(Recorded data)
|---|
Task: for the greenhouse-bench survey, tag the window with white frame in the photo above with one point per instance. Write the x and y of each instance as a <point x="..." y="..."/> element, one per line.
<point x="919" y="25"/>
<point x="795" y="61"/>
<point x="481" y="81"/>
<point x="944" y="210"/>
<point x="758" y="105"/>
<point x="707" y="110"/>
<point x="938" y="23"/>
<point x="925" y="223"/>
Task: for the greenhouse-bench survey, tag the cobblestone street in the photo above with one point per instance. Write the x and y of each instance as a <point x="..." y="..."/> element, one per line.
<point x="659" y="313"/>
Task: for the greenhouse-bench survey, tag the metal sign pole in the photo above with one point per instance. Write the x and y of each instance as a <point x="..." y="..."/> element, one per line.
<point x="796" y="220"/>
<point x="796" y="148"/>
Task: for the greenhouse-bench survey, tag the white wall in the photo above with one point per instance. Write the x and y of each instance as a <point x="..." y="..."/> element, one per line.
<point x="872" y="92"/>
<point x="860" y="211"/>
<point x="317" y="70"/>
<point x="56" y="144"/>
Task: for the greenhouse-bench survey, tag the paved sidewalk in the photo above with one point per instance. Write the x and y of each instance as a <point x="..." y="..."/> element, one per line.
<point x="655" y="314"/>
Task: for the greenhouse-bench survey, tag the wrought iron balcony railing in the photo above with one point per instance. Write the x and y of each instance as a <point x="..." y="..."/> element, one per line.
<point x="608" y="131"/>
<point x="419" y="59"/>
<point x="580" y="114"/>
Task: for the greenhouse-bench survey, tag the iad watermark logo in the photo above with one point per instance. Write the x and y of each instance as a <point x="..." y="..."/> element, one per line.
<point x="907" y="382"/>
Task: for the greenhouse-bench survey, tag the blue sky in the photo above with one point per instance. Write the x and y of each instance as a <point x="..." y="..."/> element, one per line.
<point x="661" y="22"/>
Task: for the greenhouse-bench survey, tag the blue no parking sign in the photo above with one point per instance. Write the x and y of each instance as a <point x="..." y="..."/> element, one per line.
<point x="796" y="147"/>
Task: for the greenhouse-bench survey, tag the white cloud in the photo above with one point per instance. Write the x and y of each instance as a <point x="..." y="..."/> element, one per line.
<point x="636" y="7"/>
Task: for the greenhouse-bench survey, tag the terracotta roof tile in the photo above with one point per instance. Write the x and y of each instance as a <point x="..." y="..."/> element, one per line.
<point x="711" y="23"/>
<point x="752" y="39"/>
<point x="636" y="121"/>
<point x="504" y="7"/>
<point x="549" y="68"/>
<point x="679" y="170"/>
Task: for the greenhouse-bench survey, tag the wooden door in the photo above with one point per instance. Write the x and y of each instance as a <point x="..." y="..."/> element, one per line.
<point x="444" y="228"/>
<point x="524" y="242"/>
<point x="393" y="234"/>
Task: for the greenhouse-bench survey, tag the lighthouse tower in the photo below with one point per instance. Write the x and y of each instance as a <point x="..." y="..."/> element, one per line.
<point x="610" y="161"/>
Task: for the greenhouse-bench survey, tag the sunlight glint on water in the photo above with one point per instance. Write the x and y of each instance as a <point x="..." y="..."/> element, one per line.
|---|
● What to work on: Your answer should be every entry above, repeated exactly.

● Final answer:
Task: for the greenhouse-bench survey, tag the window with white frame in the photo above with one point per instance. Write the x and y of each instance as a <point x="..." y="..."/> element, one per line.
<point x="919" y="25"/>
<point x="795" y="61"/>
<point x="481" y="81"/>
<point x="944" y="210"/>
<point x="758" y="105"/>
<point x="707" y="110"/>
<point x="938" y="23"/>
<point x="925" y="223"/>
Task: for the greenhouse-bench survey, tag the cobblestone street in the photo above with one point per instance. Write the x and y of each instance as a <point x="..." y="..."/> element, one per line.
<point x="659" y="313"/>
Task: for the greenhouse-bench survey, tag the metal sign pole in the photo above with one point per instance. Write the x and y of each instance as a <point x="..." y="..."/> element, one per line.
<point x="796" y="220"/>
<point x="796" y="148"/>
Task: for the greenhouse-bench survey, tag the white wall in the photo above with one point per instance. Write the x and y of each instance as a <point x="..." y="..."/> element, one per line.
<point x="872" y="92"/>
<point x="860" y="211"/>
<point x="317" y="70"/>
<point x="56" y="144"/>
Task: for the greenhouse-bench survey, tag the paved sidewalk in the photo above with one point per instance. Write the x and y of each instance as a <point x="..." y="..."/> element, one per line.
<point x="655" y="314"/>
Task: for the greenhouse-bench survey, tag the wrought iron balcony railing in the photo above with one point per instance. Write the x and y of each instance as a <point x="..." y="..."/> element, one per line.
<point x="608" y="131"/>
<point x="419" y="59"/>
<point x="580" y="114"/>
Task: for the greenhouse-bench survey, tag the iad watermark logo in the photo above with one point per instance. Write the x and y of each instance as a <point x="..." y="..."/> element, one per line.
<point x="907" y="382"/>
Task: for the greenhouse-bench survey, tag the blue sky in the photo above with one point per instance. Write the x and y of each instance as a <point x="..." y="..."/> element, one per line.
<point x="661" y="22"/>
Task: for the greenhouse-bench survey, tag the blue no parking sign in the photo above with one point per instance. Write the x and y of each instance as a <point x="..." y="..."/> element, one per line.
<point x="796" y="147"/>
Task: for the greenhouse-bench survey, tag the white cloud in the photo above with one point per instance. Write the x and y of each instance as a <point x="..." y="..."/> element, one per line.
<point x="636" y="7"/>
Task: for the greenhouse-bench survey, tag the terracotta roof tile in the photo above with one point per instance. Write the x and y of each instance as a <point x="..." y="..."/> element, one per line.
<point x="711" y="23"/>
<point x="752" y="39"/>
<point x="636" y="121"/>
<point x="504" y="7"/>
<point x="549" y="68"/>
<point x="679" y="170"/>
Task: for the greenhouse-bench survey, tag the wooden door in the photo above with one point per instance. Write the x and y of each instance as a <point x="..." y="..."/> element, one per line.
<point x="444" y="228"/>
<point x="524" y="242"/>
<point x="393" y="234"/>
Task: for the greenhouse-bench survey, tag the lighthouse tower in the photo below with one point per instance. Write the x and y of each instance as a <point x="..." y="..."/> element, one per line.
<point x="610" y="161"/>
Task: for the greenhouse-bench survey, tag the sunlight glint on water in the photo above with one point per instance. Write the x and y of each instance as a <point x="..." y="..."/> element, one per line.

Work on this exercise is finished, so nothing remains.